REQUIRED TASKS:
(A) In the news article on the FDA's approval of Opill below, rewrite the part that opens with the words containing "The road to" and closes with "in a statement.", changing "advisory committee" to "expert panel" and leaving everything else as it is.
(B) Extend the news article on the FDA's approval of Opill below by writing what comes after its final sentence.

In a dramatic first, the Food and Drug Administration has approved a daily oral contraceptive available without a prescription.
Consumers can easily buy the drug, named Opill (norgestrel), at grocery stores, convenience markets or drug stores, or online.
“Today’s approval marks the first time a nonprescription daily oral contraceptive will be an available option for millions of people in the United States,” Dr. Patrizia Cavazzoni, director of the FDA’s Center for Drug Evaluation and Research, said in a news release.
Opill, manufactured by HRA Pharma, will be easier for people to get because they won’t need to see a doctor first, thereby eliminating a barrier to birth control.
Roughly half of the 6.1 million pregnancies in the US are unplanned, according to the FDA, and those unplanned pregnancies are linked to health risks for both the mother and the baby.
“Availability of nonprescription Opill may help reduce the number of unintended pregnancies and their potential negative impacts,” the FDA said.
The price and the timeline for making Opill available to consumers will be determined by HRA Pharma, which was recently acquired by Perrigo Company.
The road to the drug’s over-the-counter approval was rocky: As recently as May, an FDA advisory committee expressed concern that consumers who should not take norgestrel because of health conditions might not understand the drug label’s warning, according to CNBC.
Women with a history of breast cancer, for example, should not take Opill, but studies found that understanding of the drug’s warning label “did not approach the … target threshold,” according to MedPage Today.
“Norgestrel use in consumers with a history of breast cancer and other progestin-sensitive cancers may stimulate growth of progesterone-receptor positive tumor cells and can increase the risk of recurrence,” the FDA explained in a statement.

DATASET EXTRACT:

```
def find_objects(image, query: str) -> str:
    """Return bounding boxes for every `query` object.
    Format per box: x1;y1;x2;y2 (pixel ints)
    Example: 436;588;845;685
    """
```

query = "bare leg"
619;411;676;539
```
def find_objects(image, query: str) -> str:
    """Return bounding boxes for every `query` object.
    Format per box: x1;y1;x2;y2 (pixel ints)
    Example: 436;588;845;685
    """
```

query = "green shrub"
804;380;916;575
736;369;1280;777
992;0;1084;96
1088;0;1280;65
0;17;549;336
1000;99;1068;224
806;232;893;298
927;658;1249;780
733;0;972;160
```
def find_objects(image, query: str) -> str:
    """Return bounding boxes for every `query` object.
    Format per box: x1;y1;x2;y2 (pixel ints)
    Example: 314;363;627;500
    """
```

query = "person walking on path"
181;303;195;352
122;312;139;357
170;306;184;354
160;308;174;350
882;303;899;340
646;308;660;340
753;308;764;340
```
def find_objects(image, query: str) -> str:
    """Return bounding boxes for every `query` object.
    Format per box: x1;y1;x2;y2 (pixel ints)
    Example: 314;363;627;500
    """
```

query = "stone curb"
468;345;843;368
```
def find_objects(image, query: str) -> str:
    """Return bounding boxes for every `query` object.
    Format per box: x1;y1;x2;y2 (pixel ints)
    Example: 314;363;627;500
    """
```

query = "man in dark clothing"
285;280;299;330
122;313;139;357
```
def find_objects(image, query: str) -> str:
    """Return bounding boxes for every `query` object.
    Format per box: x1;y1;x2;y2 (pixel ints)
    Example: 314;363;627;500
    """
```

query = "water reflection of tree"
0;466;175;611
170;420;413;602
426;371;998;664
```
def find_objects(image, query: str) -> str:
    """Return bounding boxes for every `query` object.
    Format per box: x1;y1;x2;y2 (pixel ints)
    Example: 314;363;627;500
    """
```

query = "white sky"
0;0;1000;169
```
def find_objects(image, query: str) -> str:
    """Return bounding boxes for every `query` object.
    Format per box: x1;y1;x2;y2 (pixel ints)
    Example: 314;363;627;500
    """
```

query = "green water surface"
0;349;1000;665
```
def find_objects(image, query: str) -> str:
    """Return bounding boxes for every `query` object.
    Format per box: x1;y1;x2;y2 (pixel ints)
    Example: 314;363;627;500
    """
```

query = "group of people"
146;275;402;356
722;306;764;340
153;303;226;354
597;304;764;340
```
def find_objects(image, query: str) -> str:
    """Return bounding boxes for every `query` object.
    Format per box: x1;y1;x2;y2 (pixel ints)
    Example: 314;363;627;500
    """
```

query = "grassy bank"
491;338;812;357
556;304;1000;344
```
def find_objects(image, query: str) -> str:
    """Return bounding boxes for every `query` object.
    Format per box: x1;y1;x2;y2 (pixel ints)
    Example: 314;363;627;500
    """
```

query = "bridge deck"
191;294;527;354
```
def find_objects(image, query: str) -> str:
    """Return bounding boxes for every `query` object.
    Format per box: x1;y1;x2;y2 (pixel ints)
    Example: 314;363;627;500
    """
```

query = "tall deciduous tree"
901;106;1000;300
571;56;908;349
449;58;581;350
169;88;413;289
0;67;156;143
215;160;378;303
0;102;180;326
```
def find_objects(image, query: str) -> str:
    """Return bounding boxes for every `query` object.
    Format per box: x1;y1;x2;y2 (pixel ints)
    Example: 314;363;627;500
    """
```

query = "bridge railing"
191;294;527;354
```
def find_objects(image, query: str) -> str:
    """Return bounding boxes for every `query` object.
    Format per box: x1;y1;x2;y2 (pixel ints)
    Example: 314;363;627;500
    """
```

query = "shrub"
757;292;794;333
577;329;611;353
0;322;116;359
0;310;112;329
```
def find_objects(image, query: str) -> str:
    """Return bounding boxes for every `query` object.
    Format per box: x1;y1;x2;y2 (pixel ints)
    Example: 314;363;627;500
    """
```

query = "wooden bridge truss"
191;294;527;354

RESPONSE LIST:
(A)
The road to the drug’s over-the-counter approval was rocky: As recently as May, an FDA expert panel expressed concern that consumers who should not take norgestrel because of health conditions might not understand the drug label’s warning, according to CNBC.
Women with a history of breast cancer, for example, should not take Opill, but studies found that understanding of the drug’s warning label “did not approach the … target threshold,” according to MedPage Today.
“Norgestrel use in consumers with a history of breast cancer and other progestin-sensitive cancers may stimulate growth of progesterone-receptor positive tumor cells and can increase the risk of recurrence,” the FDA explained in a statement.

(B)
But the advisory committee eventually decided that the benefits of making norgestrel available without a prescription outweigh the risks to consumers of taking the tablets without a doctor’s advice or supervision.
In part, the committee’s decision was influenced by the problems American women currently face accessing contraceptives or abortion since the Supreme Court issued its abortion ruling last June overturning Roe v. Wade.
Norgestrel has been approved since the 1970s as a prescription-only drug. The tablets must be taken every day at roughly the same time each day.
Opill should not be used by women with a history of breast cancer, and those who have had any other type of cancer should consult a doctor before using the drug.
Opill should also not be used with another birth control product such as another oral contraceptive, a vaginal ring, a contraceptive patch, a contraceptive implant, a contraceptive injection or an intrauterine device.
Additionally, Opill does not work as an emergency contraceptive or “morning-after pill,” and does not prevent pregnancy or sexually transmitted infections after sex.
“When used as directed, daily oral contraception is safe and is expected to be more effective than currently available nonprescription contraceptive methods in preventing unintended pregnancy,” said Cavazzoni.